*** Data lines

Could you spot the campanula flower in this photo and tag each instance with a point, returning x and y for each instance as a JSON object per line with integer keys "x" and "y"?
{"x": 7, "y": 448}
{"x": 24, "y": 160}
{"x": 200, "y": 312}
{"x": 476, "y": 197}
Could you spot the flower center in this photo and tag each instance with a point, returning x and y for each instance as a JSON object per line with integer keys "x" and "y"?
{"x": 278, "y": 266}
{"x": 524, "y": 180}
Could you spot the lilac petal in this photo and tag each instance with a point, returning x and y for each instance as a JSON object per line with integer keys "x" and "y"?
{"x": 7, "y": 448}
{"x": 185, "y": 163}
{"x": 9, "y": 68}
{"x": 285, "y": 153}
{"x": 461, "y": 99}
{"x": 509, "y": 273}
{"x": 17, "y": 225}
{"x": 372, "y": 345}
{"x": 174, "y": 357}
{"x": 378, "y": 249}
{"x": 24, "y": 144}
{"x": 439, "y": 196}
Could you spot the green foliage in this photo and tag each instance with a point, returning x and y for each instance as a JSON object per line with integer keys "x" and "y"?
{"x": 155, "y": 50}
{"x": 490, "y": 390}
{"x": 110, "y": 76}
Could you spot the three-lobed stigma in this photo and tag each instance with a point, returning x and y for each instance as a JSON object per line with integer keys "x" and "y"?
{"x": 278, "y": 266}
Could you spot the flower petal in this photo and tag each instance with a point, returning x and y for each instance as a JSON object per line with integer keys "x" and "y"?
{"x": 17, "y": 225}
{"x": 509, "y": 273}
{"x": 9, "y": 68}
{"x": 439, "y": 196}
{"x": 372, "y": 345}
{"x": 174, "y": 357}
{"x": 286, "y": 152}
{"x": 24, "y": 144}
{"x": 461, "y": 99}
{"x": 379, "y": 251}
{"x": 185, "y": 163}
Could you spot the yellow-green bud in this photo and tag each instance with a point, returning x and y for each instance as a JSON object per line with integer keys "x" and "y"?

******

## Your instructions
Copy the data from the line containing "Could you spot the lilac" through the end, swapping every "tag" for "mark" and leaving everything else as it is.

## Complete output
Could you spot the lilac petal in this photo and mark each instance with a point, returning x and y for each instance as a JSON object per line with integer keys "x" and "y"?
{"x": 7, "y": 448}
{"x": 185, "y": 163}
{"x": 9, "y": 68}
{"x": 285, "y": 153}
{"x": 461, "y": 99}
{"x": 509, "y": 273}
{"x": 17, "y": 225}
{"x": 372, "y": 345}
{"x": 174, "y": 357}
{"x": 378, "y": 249}
{"x": 24, "y": 144}
{"x": 439, "y": 196}
Could you spot the green foliage in this photo and mark each instance with a point, returning x and y for each instance as a JSON object per line with integer keys "x" and "y"?
{"x": 155, "y": 50}
{"x": 490, "y": 390}
{"x": 110, "y": 76}
Could you spot the three-lobed stigma in this photo and mark each instance with a point, returning x and y for each instance as a JSON object per line with integer keys "x" and "y"?
{"x": 278, "y": 266}
Could you spot the flower petal in this photo and mark each instance with a point, returning x and y for each instance as a JSON object per line with integer keys "x" and "y"?
{"x": 17, "y": 225}
{"x": 509, "y": 273}
{"x": 9, "y": 68}
{"x": 439, "y": 196}
{"x": 372, "y": 345}
{"x": 174, "y": 357}
{"x": 286, "y": 152}
{"x": 24, "y": 144}
{"x": 461, "y": 99}
{"x": 379, "y": 251}
{"x": 185, "y": 163}
Could you spot the yellow-green bud in this photo and mark each instance with a point, returning x and y for each instance as a JSON object per line with integer keys "x" and "y"?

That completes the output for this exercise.